**Exercise goal**. Go through the listing below and state how many of its lines include "girl". Write only that number.

**Supplied data**.
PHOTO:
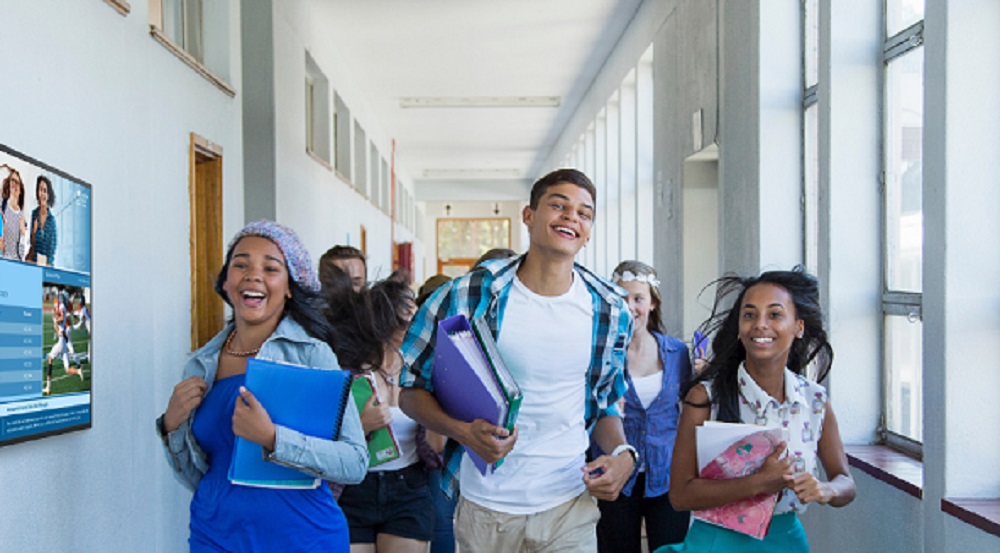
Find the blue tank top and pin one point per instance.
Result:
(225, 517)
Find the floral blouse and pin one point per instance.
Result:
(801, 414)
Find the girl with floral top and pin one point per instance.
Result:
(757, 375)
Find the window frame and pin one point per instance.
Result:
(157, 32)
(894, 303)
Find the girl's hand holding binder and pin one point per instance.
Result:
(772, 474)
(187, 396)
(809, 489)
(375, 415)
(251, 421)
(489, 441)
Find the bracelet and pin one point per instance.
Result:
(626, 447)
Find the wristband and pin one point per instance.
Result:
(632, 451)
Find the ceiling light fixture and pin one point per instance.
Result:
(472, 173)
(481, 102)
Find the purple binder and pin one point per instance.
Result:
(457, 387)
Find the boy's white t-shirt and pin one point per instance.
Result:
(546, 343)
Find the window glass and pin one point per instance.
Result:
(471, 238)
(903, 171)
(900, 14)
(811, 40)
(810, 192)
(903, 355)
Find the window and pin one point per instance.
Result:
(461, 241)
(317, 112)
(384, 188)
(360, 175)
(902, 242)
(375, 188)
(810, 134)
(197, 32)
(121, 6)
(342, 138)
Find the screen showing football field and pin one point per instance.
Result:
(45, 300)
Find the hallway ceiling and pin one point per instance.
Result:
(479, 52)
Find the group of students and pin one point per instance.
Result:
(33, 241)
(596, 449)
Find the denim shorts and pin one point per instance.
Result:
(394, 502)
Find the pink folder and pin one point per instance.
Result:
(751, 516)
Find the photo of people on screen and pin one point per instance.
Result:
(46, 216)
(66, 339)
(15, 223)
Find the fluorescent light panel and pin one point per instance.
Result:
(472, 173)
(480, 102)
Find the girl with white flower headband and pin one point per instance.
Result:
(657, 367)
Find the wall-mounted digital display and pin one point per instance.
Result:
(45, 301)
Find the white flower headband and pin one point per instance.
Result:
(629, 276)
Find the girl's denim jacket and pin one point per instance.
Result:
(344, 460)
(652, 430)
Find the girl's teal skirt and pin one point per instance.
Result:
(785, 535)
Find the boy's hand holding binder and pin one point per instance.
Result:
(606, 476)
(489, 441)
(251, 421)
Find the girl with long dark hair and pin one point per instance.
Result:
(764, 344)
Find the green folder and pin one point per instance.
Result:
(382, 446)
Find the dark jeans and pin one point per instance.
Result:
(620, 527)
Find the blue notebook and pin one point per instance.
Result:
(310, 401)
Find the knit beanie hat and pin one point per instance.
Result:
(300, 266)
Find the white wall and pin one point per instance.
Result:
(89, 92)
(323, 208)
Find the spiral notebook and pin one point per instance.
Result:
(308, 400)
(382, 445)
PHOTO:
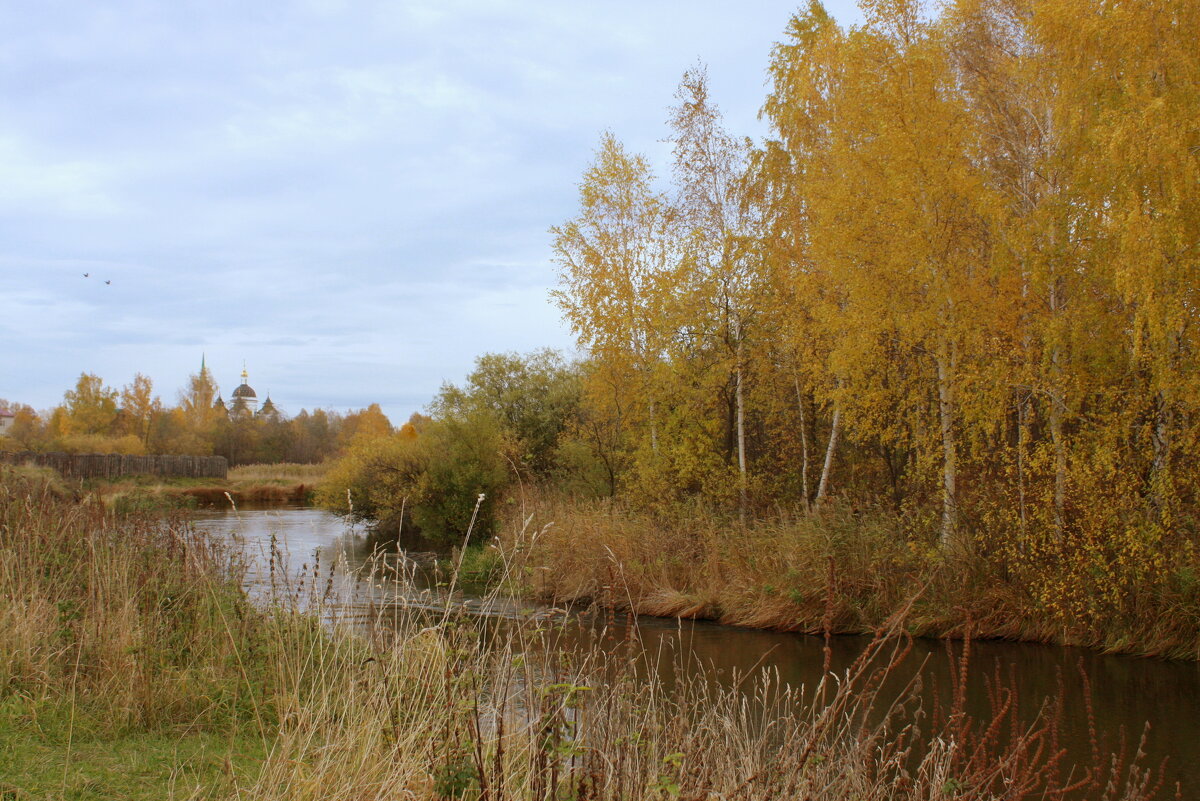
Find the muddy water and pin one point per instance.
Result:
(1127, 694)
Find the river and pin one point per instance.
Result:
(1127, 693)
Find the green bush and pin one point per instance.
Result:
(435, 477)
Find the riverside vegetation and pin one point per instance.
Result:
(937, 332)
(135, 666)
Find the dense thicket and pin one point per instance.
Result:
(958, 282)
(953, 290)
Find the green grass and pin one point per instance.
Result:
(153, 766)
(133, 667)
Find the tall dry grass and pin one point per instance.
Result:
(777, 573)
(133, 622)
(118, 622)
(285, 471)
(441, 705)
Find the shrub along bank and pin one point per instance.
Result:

**Written reply**. 6